Actions to take »
1. Summarize the terms of business in two sentences.
2. Rewrite the terms of business between "2.                     GENERAL" and "of Rig Magic.", inclusive, with "inconsistency" replaced by "conflict".

Selected text »
* BEGIN *

Our terms and conditions of business


In these Terms of Business the following expressions shall have the following meanings:

1.1                   'Rig Magic' means Rig Magic of Suffolk Yacht Harbour, Levington, Ipswich IPI0 OLN;

1.2                   'the Goods' means the articles or things or any of them described in the Contract, which are either:

(a)                   supplied by Rig Magic's agreed supplier; or

(b)                   designed and/or manufactured by Rig Magic; or

(c)                   a replacement part supplied or manufactured by Rig Magic.

1.3                   'the Buyer' means the person, firm or company with whom the Contract is made by Rig Magic, whether directly or indirectly through an agent or factor who is acting for or instructed by or whose actions are ratified by such person firm or company;

1.4                   'Rig Magic's Premises' means the premises mentioned in Rig Magic's quotation or other contractual document or if not· so mentioned means Rig Magic's works at Suffolk Yacht Harbour, Levington, Ipswich IPI0 OLN;

1.5                   'the Contract' means [Rig Magic's quotation and/or the Buyer's order for the Goods and/or the Services confirmed in writing by Rig Magic in accordance with clause 3.2 below];

1.6                   'the Services' means the services described in the Contract.

 

2.                     GENERAL

2.1                   These terms shall be deemed to be incorporated in all contracts of Rig Magic to sell and/or supply the Goods and/or the Services and in the case of any inconsistency with any order letter or form of contract sent by the Buyer to Rig Magic or any other communication between the Buyer and Rig Magic whatever may be their respective dates the provisions of these terms shall prevail unless expressly varied in writing and signed by a director on behalf of Rig Magic.

2.2                   Any concession made or latitude allowed by Rig Magic to the Buyer shall not affect the strict rights of Rig Magic under the Contract.

2.3                   If in any particular case any of these terms shall be held to be invalid or shall not apply to the Contract the other conditions shall continue in full force and effect.

2.4                  

The headings in these Terms of Business are intended for reference only and shall not affect their construction.

 

3.                     ORDERS

3.1                   Unless verbal, telephone or telegraphic orders and any variations to orders or quotations are confirmed in writing by the Buyer Rig Magic shall not be responsible for errors or subsequent misunderstandings.

3.2                   Notwithstanding that Rig Magic may have given a detailed quotation no order shall be' binding on Rig Magic unless and until it has been accepted in writing by Rig Magic.

3.3                   Rig Magic reserves the-right to amend any order or quotation that has been accepted so as to provide suitable alternatives in the event that Rig Magic is unable to supply any of the Goods and/or the Services. In that event Rig Magic reserves the right to make such reasonable adjustments (upwards or downwards) in the price as are necessary.

 

4.                     PRICES

4.1                   The price payable for the Goods and/or the Services shall, subject to clauses 3.3 and 4.3, be the price given in any quotation given by Rig Magic to the Buyer.

4.2                   All prices are exclusive of Value Added Tax. This will be charged at the rate ruling on date of Rig Magic's invoice.

* END *

Records shown »
* BEGIN *

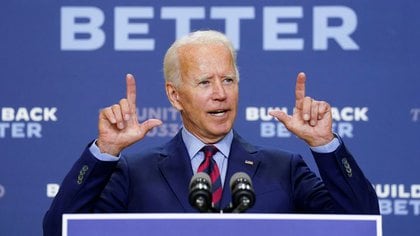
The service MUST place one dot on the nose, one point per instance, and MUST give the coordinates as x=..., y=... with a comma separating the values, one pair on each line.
x=219, y=92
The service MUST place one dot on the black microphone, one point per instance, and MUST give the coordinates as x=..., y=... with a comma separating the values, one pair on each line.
x=200, y=195
x=243, y=195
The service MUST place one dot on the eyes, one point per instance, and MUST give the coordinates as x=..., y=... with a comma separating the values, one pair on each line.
x=225, y=81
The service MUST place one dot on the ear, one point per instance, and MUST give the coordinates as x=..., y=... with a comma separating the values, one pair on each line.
x=173, y=95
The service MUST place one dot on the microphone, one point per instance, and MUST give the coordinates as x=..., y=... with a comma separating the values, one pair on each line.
x=200, y=195
x=243, y=195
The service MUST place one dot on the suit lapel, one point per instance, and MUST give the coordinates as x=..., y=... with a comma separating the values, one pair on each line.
x=242, y=158
x=175, y=166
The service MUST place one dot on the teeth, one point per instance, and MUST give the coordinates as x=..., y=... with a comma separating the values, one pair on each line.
x=218, y=113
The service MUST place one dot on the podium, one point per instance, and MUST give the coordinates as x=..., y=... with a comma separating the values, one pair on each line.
x=221, y=225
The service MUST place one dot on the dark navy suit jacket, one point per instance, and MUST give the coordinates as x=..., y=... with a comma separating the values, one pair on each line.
x=157, y=181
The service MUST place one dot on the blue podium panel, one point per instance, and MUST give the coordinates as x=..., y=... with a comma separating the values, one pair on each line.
x=221, y=224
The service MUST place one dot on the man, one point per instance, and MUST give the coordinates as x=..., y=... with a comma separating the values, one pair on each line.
x=202, y=84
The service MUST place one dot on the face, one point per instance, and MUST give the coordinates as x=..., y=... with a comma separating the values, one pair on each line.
x=207, y=96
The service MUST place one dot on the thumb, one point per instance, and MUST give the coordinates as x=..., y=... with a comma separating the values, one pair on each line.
x=150, y=124
x=281, y=116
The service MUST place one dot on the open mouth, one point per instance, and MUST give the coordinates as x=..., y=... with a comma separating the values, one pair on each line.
x=218, y=112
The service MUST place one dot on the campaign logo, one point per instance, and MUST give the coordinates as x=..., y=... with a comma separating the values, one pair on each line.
x=343, y=120
x=398, y=199
x=2, y=191
x=170, y=117
x=23, y=122
x=415, y=114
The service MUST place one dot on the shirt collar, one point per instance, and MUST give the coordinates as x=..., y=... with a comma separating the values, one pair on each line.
x=194, y=145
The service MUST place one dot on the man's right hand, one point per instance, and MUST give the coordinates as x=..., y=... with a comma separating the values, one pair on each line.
x=118, y=124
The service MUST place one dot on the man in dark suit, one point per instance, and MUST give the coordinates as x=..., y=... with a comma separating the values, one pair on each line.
x=202, y=84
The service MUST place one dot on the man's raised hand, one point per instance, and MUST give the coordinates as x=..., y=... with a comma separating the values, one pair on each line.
x=118, y=124
x=311, y=119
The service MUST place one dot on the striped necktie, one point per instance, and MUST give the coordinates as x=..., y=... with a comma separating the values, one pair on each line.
x=210, y=167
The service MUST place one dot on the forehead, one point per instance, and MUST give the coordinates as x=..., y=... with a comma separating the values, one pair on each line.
x=205, y=59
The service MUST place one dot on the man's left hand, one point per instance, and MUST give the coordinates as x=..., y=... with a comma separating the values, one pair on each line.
x=311, y=119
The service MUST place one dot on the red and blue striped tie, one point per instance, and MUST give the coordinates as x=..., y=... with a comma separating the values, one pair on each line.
x=210, y=167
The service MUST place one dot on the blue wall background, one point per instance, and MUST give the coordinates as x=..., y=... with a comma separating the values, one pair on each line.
x=50, y=95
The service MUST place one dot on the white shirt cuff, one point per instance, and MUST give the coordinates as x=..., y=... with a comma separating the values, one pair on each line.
x=327, y=148
x=94, y=149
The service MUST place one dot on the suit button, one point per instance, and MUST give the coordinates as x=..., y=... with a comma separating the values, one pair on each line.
x=347, y=167
x=82, y=174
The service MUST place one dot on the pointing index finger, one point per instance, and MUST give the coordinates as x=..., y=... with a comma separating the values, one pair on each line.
x=300, y=89
x=131, y=90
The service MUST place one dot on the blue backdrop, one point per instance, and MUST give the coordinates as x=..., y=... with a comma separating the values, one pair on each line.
x=62, y=61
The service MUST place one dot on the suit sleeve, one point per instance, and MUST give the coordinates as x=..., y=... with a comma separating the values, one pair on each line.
x=349, y=189
x=79, y=190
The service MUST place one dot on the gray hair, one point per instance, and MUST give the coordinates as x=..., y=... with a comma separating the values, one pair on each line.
x=171, y=67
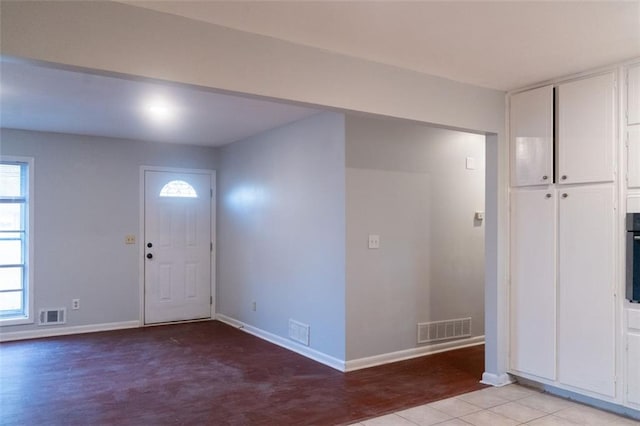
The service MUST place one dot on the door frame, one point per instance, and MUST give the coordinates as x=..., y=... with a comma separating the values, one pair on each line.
x=141, y=230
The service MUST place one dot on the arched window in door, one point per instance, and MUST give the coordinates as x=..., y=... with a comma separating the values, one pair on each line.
x=178, y=188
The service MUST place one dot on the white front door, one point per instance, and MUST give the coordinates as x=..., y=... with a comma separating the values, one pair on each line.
x=177, y=246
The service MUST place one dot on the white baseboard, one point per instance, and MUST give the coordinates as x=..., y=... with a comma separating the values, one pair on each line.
x=63, y=331
x=285, y=343
x=496, y=379
x=372, y=361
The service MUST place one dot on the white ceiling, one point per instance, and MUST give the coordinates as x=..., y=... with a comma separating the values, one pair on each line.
x=502, y=45
x=47, y=99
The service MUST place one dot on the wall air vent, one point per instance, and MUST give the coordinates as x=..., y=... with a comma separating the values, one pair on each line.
x=444, y=330
x=52, y=316
x=299, y=332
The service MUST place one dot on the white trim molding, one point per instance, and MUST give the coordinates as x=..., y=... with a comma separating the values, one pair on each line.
x=63, y=331
x=305, y=351
x=356, y=364
x=496, y=380
x=372, y=361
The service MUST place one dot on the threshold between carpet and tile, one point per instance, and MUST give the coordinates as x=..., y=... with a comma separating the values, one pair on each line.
x=504, y=406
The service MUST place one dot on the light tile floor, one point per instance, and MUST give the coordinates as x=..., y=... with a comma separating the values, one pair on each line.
x=504, y=406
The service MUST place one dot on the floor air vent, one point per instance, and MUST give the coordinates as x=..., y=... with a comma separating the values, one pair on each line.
x=444, y=330
x=52, y=316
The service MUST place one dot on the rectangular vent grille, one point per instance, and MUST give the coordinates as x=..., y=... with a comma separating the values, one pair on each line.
x=444, y=330
x=299, y=332
x=52, y=316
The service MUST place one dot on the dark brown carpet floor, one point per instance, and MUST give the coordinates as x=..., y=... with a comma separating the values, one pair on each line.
x=209, y=373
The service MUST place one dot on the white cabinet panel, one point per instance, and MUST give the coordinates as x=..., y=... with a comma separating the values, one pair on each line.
x=533, y=277
x=633, y=95
x=531, y=134
x=586, y=130
x=633, y=159
x=586, y=320
x=633, y=368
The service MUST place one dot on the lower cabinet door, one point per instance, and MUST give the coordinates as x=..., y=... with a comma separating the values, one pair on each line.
x=533, y=282
x=633, y=368
x=586, y=305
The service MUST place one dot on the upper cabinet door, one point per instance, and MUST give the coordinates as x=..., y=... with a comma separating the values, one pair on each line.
x=531, y=134
x=633, y=95
x=586, y=130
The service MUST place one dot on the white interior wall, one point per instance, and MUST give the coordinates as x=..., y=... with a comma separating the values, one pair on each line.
x=86, y=200
x=115, y=38
x=409, y=184
x=281, y=230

* END *

Complete answers »
1. The terms define key expressions such as Rig Magic, the Goods, the Buyer, the Contract and the Services. They state that these terms prevail over any conflicting communication from the Buyer unless varied in writing and signed by a director, that no order binds Rig Magic until Rig Magic accepts it in writing, and that prices exclude Value Added Tax.

2.
2.                     GENERAL

2.1                   These terms shall be deemed to be incorporated in all contracts of Rig Magic to sell and/or supply the Goods and/or the Services and in the case of any conflict with any order letter or form of contract sent by the Buyer to Rig Magic or any other communication between the Buyer and Rig Magic whatever may be their respective dates the provisions of these terms shall prevail unless expressly varied in writing and signed by a director on behalf of Rig Magic.